• Dataset content

· · · ·

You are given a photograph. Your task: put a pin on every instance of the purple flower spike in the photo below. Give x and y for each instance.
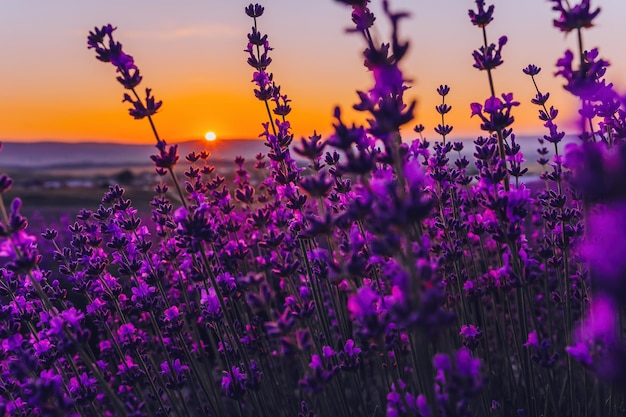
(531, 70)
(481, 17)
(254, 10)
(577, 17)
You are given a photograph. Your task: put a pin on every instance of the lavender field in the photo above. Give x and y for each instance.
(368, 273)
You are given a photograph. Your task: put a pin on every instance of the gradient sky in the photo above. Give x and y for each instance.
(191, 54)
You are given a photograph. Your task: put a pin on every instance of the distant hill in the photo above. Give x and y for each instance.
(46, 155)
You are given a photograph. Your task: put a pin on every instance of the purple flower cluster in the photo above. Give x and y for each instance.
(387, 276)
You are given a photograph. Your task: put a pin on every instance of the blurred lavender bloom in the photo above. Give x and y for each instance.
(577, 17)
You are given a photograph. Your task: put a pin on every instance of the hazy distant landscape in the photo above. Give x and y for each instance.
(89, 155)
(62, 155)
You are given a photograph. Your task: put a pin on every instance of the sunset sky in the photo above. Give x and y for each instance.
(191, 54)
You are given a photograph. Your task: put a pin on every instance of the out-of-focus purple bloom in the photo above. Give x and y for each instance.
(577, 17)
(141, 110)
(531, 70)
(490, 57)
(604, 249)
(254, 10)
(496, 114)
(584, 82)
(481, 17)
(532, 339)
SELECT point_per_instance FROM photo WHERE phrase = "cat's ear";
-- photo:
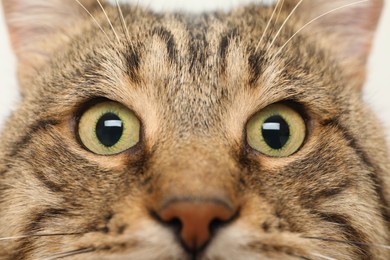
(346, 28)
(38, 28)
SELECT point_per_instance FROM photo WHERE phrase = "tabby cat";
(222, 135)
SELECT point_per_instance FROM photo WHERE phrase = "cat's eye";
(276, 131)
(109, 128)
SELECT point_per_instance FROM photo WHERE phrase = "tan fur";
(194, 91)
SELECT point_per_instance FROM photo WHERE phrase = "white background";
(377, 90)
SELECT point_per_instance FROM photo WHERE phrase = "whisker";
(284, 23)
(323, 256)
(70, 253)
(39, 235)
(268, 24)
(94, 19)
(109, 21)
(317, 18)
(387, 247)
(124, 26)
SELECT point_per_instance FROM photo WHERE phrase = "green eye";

· · · ·

• Required action
Give back every record exactly, dropping its pictures.

• Expected answer
You are given a photograph. Your task: put a pin on every instance of the purple flower spike in the photo below. Give x and y for each instance.
(531, 70)
(481, 17)
(254, 10)
(577, 17)
You are given a photograph. Your task: put a pin on every instance of the lavender field in the photo above. Give x and y for each instance.
(368, 273)
You are given a photograph. Your task: put a pin on every instance of the gradient sky in the photo above. Give x and y for each instance.
(191, 54)
You are given a photograph. Your task: put a pin on every instance of the distant hill in the photo above. Give x and y for each instance.
(46, 155)
You are given a photograph. Your task: put a pin on every instance of the purple flower cluster in the photo above. Give x and y for each instance.
(387, 276)
You are given a photograph. Your task: put a pin on every instance of the blurred lavender bloom in the photo above. Give x and y for each instance.
(577, 17)
You are given a photograph. Your task: put a pin on every instance of the hazy distant landscape in the photo above. Give x and y for each instance.
(89, 155)
(62, 155)
You are given a photograph. Your task: put a pin on every instance of the sunset sky in the photo above. Give x and y for each instance.
(191, 54)
You are given a photograph. Your task: put a pin on every instance of the out-of-focus purple bloom in the photo above. Give x and y for each instance.
(577, 17)
(141, 110)
(531, 70)
(490, 57)
(604, 249)
(254, 10)
(496, 114)
(584, 82)
(481, 17)
(532, 339)
SELECT point_per_instance FROM photo WHERE phrase = "cat's ear";
-- photo:
(346, 28)
(38, 28)
SELECT point_per_instance FROM photo WHERE phrase = "tabby cat";
(222, 135)
SELECT point_per_instance FROM photo WHERE phrase = "cat's eye";
(276, 131)
(109, 128)
SELECT point_per_instance FROM photo WHERE phrase = "tan fur";
(194, 91)
SELECT point_per_instance FROM photo WHERE phrase = "white background";
(377, 90)
SELECT point_per_instance FROM photo WHERE phrase = "whisker";
(284, 23)
(323, 256)
(70, 253)
(39, 235)
(268, 24)
(94, 19)
(109, 21)
(317, 18)
(387, 247)
(124, 26)
SELECT point_per_instance FROM photo WHERE phrase = "green eye";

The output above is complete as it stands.